Passage for review:
══════════
Blisibimod

Clinical data
- Other names: A-623
- ATC code: none;

Legal status
- Legal status: Investigational;

Identifiers
- CAS Number: 1236126-45-6;
- ChemSpider: none;
- UNII: 114VP6C6ES;
- KEGG: D10311;

Chemical and physical data
- Formula: C_{2836}H_{4376}N_{756}O_{858}S_{26}
- Molar mass: 63624.20 g·mol^{−1}

= Blisibimod =

Chemical compound

Blisibimod (also known as A-623, formerly AMG 623) is a selective antagonist of B-cell activating factor (BAFF, also known as B-lymphocyte stimulator or BLyS), being developed by Anthera Pharmaceuticals as a treatment for systemic lupus erythematosus. It is currently under active investigation in clinical trials.

==Mechanism of action==

Blisibimod is a fusion protein consisting of four BAFF binding domains fused to the N-terminus of the fragment crystallizable region (Fc) of a human antibody.

BAFF is involved in B-cell survival, activation, and differentiation. Elevated levels of BAFF have been associated with several B-cell mediated autoimmune diseases, including systemic lupus erythematosus, lupus nephritis, rheumatoid arthritis, multiple sclerosis, Sjögren syndrome, Graves' disease, and Hashimoto's thyroiditis. Blisibimod binds to BAFF and inhibits interaction with BAFF receptors, thus decreasing B-cell survival and proliferation throughout the body. Improvements in disease activity have been observed in patients with systemic lupus erythematosus and rheumatoid arthritis following treatment with BAFF inhibitors in clinical trials.

==Development==

Blisibimod was initially developed by Amgen, with Phase I trials demonstrating comparable safety between the blisibimod and placebo treatments. It was subsequently acquired by Anthera Pharmaceuticals, who in 2010 initiated a global Phase II study called PEARL-SC to investigate the efficacy, safety, and tolerability of blisibimod in subjects with systemic lupus erythematosus. The PEARL-SC study, completed in April 2012, yielded data that has been published. Blisibimod is currently being tested in a Phase 3 study, CHABLIS-SC1, for systemic lupus erythematosus, and a Phase 2 study, BRIGHT-SC, for IgA nephropathy.
══════════
Source information:
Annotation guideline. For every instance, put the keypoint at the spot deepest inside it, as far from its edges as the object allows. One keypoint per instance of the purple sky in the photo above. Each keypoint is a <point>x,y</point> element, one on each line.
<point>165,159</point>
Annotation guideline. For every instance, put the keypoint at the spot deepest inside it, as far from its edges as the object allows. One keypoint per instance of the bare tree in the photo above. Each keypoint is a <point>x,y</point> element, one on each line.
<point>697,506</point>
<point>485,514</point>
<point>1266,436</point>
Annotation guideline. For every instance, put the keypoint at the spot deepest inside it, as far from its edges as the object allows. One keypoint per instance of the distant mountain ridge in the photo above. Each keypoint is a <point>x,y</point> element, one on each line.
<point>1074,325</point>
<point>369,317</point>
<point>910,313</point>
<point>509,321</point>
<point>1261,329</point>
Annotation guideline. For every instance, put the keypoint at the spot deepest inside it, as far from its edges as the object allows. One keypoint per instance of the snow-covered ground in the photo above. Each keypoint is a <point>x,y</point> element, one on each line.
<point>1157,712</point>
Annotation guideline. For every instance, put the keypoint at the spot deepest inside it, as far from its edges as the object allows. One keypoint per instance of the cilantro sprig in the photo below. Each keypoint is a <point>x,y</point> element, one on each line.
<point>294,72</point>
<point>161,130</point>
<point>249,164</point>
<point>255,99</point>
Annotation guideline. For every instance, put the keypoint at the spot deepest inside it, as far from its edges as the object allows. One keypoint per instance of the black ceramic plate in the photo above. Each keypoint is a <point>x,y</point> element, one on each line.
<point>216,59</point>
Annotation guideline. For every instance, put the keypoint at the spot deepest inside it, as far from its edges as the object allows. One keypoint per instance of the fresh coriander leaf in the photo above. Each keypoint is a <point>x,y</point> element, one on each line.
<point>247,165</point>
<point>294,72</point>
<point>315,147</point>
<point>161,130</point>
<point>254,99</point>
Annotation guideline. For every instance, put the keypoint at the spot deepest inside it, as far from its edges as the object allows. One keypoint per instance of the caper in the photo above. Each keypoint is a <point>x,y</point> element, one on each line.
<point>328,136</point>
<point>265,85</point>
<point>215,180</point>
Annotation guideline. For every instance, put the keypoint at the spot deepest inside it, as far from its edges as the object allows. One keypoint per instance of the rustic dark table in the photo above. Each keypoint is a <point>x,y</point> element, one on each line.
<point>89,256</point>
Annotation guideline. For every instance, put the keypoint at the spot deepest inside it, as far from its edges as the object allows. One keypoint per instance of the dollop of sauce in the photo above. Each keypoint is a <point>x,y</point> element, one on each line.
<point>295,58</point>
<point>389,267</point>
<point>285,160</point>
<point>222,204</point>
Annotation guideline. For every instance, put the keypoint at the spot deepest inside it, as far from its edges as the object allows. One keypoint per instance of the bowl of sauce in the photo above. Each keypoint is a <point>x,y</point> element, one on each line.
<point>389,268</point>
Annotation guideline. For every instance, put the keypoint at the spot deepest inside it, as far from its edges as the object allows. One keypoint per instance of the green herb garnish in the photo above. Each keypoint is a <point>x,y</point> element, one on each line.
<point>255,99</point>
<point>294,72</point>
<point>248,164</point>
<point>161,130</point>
══════════
Task 1:
Answer these questions from the blisibimod article:
(a) Which company first developed blisibimod?
(b) What molar mass does the article give for blisibimod?
(c) When was the PEARL-SC study completed?
Task 2:
Say whether each statement agrees with the blisibimod article. Answer yes or no and quote the words that decide it.
(a) Blisibimod contains two BAFF binding domains.
(b) PEARL-SC was a Phase II study started in 2010.
(c) BRIGHT-SC is a Phase 3 study for IgA nephropathy.
Task 3: List every autoimmune disease that the blisibimod article links to elevated levels of BAFF.

Written answer 1:
(a) Amgen
(b) 63624.20 g·mol⁻¹
(c) April 2012

Written answer 2:
(a) No: "four BAFF binding domains fused to the N-terminus of the fragment crystallizable region (Fc) of a human antibody"
(b) Yes: "who in 2010 initiated a global Phase II study called PEARL-SC"
(c) No: "a Phase 2 study, BRIGHT-SC, for IgA nephropathy"

Written answer 3:
- systemic lupus erythematosus
- lupus nephritis
- rheumatoid arthritis
- multiple sclerosis
- Sjögren syndrome
- Graves' disease
- Hashimoto's thyroiditis